Activity:
Repeat, line for line, the entries printed below.

Data to examine:

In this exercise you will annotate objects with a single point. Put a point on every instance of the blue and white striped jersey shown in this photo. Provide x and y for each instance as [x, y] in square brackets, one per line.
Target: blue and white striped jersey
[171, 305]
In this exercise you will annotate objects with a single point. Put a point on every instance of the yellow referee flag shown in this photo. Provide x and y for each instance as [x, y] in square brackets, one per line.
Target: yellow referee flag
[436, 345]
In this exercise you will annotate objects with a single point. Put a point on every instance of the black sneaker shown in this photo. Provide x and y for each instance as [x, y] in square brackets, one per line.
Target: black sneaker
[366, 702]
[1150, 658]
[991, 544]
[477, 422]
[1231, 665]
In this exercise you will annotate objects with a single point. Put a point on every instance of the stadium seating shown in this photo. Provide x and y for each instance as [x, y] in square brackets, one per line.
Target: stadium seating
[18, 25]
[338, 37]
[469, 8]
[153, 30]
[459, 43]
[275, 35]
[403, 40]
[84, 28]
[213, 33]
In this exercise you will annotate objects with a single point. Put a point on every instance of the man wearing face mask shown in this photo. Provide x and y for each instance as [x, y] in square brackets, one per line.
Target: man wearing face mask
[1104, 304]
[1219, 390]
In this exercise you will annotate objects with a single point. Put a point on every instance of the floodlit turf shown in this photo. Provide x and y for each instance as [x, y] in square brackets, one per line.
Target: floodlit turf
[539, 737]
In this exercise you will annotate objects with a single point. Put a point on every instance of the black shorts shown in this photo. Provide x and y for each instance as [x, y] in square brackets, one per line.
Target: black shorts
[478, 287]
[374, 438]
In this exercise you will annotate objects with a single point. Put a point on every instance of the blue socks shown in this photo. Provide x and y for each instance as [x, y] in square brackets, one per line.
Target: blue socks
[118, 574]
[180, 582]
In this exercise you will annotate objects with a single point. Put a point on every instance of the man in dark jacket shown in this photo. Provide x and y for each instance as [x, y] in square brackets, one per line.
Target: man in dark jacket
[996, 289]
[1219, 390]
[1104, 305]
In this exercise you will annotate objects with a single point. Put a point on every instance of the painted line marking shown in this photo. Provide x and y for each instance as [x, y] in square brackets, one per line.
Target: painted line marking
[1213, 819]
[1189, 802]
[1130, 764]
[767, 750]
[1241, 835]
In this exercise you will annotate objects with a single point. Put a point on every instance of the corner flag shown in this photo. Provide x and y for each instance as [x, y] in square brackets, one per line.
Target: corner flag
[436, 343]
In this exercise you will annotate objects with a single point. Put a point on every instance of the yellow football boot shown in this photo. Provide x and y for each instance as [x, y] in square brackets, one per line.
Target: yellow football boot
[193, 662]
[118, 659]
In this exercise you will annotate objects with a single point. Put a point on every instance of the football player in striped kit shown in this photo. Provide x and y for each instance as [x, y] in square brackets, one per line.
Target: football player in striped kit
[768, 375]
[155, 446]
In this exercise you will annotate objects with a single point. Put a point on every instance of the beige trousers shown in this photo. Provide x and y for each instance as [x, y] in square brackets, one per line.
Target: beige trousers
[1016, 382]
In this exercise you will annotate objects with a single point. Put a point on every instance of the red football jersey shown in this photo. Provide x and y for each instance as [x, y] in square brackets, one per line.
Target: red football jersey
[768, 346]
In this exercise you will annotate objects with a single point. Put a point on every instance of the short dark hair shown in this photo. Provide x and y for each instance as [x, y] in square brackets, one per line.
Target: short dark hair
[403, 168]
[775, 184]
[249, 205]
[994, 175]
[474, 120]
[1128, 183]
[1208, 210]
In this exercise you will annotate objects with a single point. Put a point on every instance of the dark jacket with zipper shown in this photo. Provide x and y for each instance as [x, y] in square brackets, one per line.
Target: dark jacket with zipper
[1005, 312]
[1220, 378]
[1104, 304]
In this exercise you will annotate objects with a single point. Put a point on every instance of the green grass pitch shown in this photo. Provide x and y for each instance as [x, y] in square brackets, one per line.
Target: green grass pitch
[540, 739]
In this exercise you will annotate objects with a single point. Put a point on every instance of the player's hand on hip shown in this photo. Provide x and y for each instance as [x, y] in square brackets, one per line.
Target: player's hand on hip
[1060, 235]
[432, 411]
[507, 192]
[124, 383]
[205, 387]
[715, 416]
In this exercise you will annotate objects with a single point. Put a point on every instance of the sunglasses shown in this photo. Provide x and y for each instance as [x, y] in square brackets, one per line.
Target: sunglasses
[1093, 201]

Solved exercise:
In this exercise you will annotate objects with a single point. Put a point on every instance of the blue and white striped jersey shown in this photo. Provide x and y for each instance as [x, y] in square brackets, one per line.
Target: blue and white striped jersey
[171, 305]
In this exercise you will annotate objects with a single point. Put a point on every instance of the yellow referee flag shown in this photo. Provide x and y for each instance as [x, y] in square brackets, one per line.
Target: yellow referee flag
[436, 345]
In this exercise you will annotate objects with a single point. Put a point on every instance of the black sneaker shown in this photo. Provide x and y for each instance as [x, y] in square brackets, one per line.
Target: black sneaker
[366, 702]
[1150, 658]
[991, 544]
[477, 422]
[1231, 665]
In this exercise you will annotate objects with a single point. Put a point on every instance of the stadium seating shown in this photo. Provide x and y for each instance as [x, y] in square brackets, one per line.
Target: stadium seating
[18, 25]
[338, 37]
[469, 8]
[153, 30]
[459, 43]
[275, 35]
[403, 40]
[84, 28]
[213, 33]
In this exercise you will annotate objects with a single point. Put a point on every instance of the man wearing face mask shown in this photo. Provide x and y for each instance as [x, y] in square brackets, one per line.
Target: man wearing face mask
[1104, 304]
[1219, 390]
In this exercise you will annotate objects with a single point. Put a point on every instance of the floodlit turf shown in this photo. Provide x and y for each instance as [x, y] in square brackets, one per line.
Target: floodlit turf
[539, 737]
In this exercise you will annotate objects with a single point. Put a point on every instance of the black shorts shown in this photo. Provide x and y for each instance as [x, y] in square brackets, one per line.
Target: black shorts
[478, 287]
[374, 438]
In this exercise you will annotate objects with a single point. Put a point on every instance of the blue socks shown in this photo. Provide x and y for each instance as [x, y] in square brackets, one per line.
Target: blue socks
[118, 574]
[180, 582]
In this exercise you will annotate objects with a single point. Put a point on every instance of the man in dark jacket shown in this photo. Provide x and y for each instance as [x, y] in square brackets, one per line.
Target: man in dark jacket
[996, 289]
[1219, 390]
[1104, 305]
In this exercise you will annotate objects with a single point. Put a point on every instance of the painted line marking shown in this photo. Provide x and y for each instance as [x, y] in square brackets, one per line.
Target: painted line marking
[1213, 819]
[1189, 802]
[1130, 764]
[767, 750]
[1241, 835]
In this exercise you will annotate objects with a single point. Put a point on every instance of the corner flag shown in this photo. Provide x and y for each instance as [x, y] in square brackets, one per line.
Target: corner flag
[436, 343]
In this exercise you will annotate objects with a single point. Put a point on every instance of the yellow football boot shown in this photo. Provide x and y for each instance as [x, y] in square brackets, one per line.
Target: yellow football boot
[193, 662]
[118, 659]
In this exercise you will annotate objects with a single point. Put a point on every instance of the football player in striped kit shown in this photo. Provide x and y for each instance as [x, y] in square brackets, one per line.
Target: football player in striped kit
[768, 375]
[155, 446]
In this exercise you will annotate objects with a single point. Put a point on every instance of the beige trousers shown in this photo. Provide x and y for each instance as [x, y] in square brackets, one per line.
Target: beige trousers
[1016, 382]
In this exercise you will annotate objects with a single point. Put a point on every instance of the red football jersey shown in this photo. Provide x and y for each instance as [x, y] in square brackets, one per line.
Target: red football jersey
[768, 346]
In this exercise you will annotate objects with a single point. Put a point on every instance of the short dark hair shown in this photo. Provide x and y for each instance as [x, y] in square brackets, one per line.
Target: short dark hair
[403, 168]
[775, 184]
[249, 205]
[994, 175]
[474, 120]
[1128, 183]
[1208, 210]
In this exercise you will annotate objects with a single point. Put a point on every instance of the dark jacket with zipper shown in this photo. Provide x and y for each instance as [x, y] in square brackets, one per line.
Target: dark jacket with zipper
[1005, 312]
[1220, 378]
[1104, 304]
In this exercise you will annotate objects with a single point. Put a point on every instance of the green grass pitch shown in this photo. Provide x and y for each instance as [x, y] in square brackets, one per line.
Target: green grass pitch
[540, 739]
In this exercise you will annotate objects with a single point. Put a point on every instance of the player's hand on hip shown in this photo. Provide x and y for each instance as [x, y] in square brackets, one per line.
Target: player's hand on hip
[1060, 235]
[432, 411]
[507, 192]
[124, 383]
[205, 387]
[715, 416]
In this exercise you will annotate objects with a single point. Put a point on every instance of the sunglasses shown in this photo. Provide x and y for each instance as [x, y] in square brackets, one per line.
Target: sunglasses
[1093, 201]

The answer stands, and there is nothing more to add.